STATED EXERCISE: Copy out every line from the items below that contains the word "coffee", treating uppercase and lowercase letters as different.

__________

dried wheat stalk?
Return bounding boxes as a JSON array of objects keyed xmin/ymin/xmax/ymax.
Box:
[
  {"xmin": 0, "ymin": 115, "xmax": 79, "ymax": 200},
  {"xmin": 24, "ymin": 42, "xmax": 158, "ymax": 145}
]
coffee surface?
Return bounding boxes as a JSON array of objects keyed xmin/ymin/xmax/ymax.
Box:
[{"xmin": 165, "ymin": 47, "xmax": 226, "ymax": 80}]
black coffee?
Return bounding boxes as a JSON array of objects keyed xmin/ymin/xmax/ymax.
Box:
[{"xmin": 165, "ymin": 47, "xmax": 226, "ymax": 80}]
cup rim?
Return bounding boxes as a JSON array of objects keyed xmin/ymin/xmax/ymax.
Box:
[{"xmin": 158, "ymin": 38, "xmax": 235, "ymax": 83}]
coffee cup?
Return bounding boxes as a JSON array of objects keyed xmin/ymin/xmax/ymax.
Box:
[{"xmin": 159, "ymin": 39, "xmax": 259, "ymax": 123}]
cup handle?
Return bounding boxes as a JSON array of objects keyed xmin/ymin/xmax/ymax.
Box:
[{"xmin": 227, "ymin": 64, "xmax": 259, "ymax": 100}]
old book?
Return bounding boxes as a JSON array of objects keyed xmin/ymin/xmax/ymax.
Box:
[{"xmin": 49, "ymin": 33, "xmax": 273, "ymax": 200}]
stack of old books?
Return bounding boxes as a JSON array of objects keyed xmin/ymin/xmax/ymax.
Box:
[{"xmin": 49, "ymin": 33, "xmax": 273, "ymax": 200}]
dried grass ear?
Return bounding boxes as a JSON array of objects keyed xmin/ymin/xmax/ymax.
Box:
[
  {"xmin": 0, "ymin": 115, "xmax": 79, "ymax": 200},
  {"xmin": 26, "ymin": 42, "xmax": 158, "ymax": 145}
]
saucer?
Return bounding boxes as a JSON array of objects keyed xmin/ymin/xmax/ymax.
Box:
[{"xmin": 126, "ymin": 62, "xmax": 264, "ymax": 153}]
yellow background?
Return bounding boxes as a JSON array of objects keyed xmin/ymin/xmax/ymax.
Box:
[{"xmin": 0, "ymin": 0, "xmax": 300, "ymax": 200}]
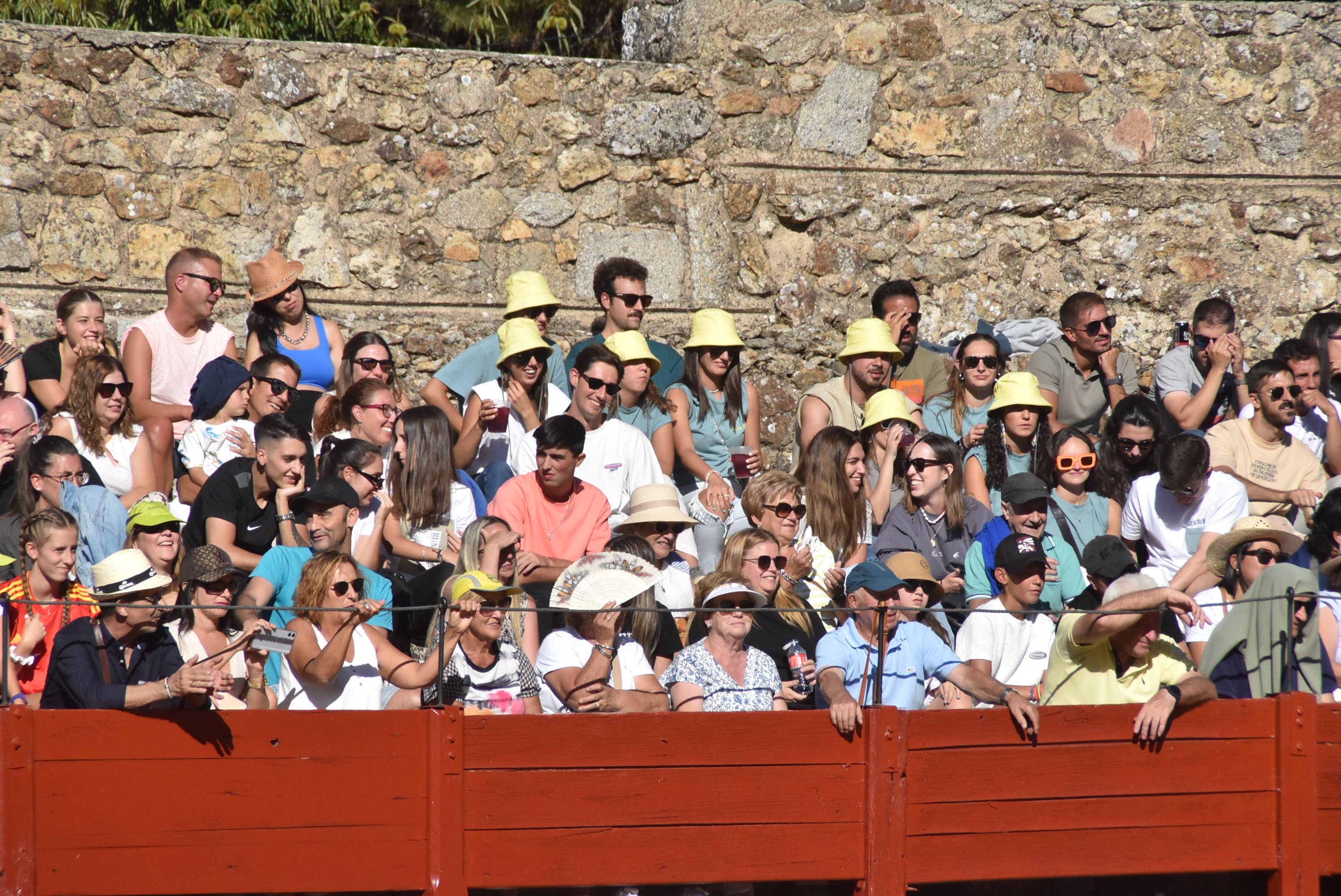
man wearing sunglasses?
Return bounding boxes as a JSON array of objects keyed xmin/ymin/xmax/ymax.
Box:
[
  {"xmin": 1155, "ymin": 299, "xmax": 1249, "ymax": 432},
  {"xmin": 569, "ymin": 256, "xmax": 684, "ymax": 393},
  {"xmin": 1029, "ymin": 293, "xmax": 1137, "ymax": 436},
  {"xmin": 420, "ymin": 271, "xmax": 569, "ymax": 432},
  {"xmin": 1206, "ymin": 358, "xmax": 1328, "ymax": 521}
]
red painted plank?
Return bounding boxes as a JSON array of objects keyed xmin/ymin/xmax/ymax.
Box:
[
  {"xmin": 465, "ymin": 821, "xmax": 864, "ymax": 887},
  {"xmin": 908, "ymin": 741, "xmax": 1275, "ymax": 803},
  {"xmin": 908, "ymin": 700, "xmax": 1275, "ymax": 750},
  {"xmin": 908, "ymin": 790, "xmax": 1276, "ymax": 837},
  {"xmin": 465, "ymin": 712, "xmax": 865, "ymax": 769},
  {"xmin": 908, "ymin": 819, "xmax": 1275, "ymax": 884},
  {"xmin": 465, "ymin": 766, "xmax": 865, "ymax": 830}
]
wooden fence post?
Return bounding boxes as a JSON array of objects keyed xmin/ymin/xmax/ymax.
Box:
[{"xmin": 1267, "ymin": 694, "xmax": 1319, "ymax": 896}]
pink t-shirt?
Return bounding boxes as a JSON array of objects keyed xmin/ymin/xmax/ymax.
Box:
[{"xmin": 121, "ymin": 311, "xmax": 234, "ymax": 440}]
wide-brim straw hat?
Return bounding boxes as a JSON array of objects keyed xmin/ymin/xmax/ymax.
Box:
[
  {"xmin": 838, "ymin": 318, "xmax": 904, "ymax": 361},
  {"xmin": 247, "ymin": 250, "xmax": 303, "ymax": 302},
  {"xmin": 503, "ymin": 271, "xmax": 559, "ymax": 318},
  {"xmin": 684, "ymin": 309, "xmax": 744, "ymax": 349},
  {"xmin": 605, "ymin": 330, "xmax": 661, "ymax": 375},
  {"xmin": 987, "ymin": 370, "xmax": 1053, "ymax": 413},
  {"xmin": 92, "ymin": 547, "xmax": 172, "ymax": 597},
  {"xmin": 615, "ymin": 486, "xmax": 699, "ymax": 530},
  {"xmin": 1206, "ymin": 517, "xmax": 1303, "ymax": 575},
  {"xmin": 497, "ymin": 318, "xmax": 554, "ymax": 367},
  {"xmin": 861, "ymin": 389, "xmax": 917, "ymax": 429},
  {"xmin": 550, "ymin": 551, "xmax": 664, "ymax": 613}
]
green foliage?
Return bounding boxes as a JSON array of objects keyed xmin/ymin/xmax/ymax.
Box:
[{"xmin": 0, "ymin": 0, "xmax": 623, "ymax": 58}]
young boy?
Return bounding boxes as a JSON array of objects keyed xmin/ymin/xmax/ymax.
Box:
[{"xmin": 178, "ymin": 358, "xmax": 256, "ymax": 486}]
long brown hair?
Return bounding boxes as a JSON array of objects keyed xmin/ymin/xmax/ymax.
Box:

__________

OUTPUT FOR THIS EXERCISE:
coffee surface?
black coffee?
coffee cup?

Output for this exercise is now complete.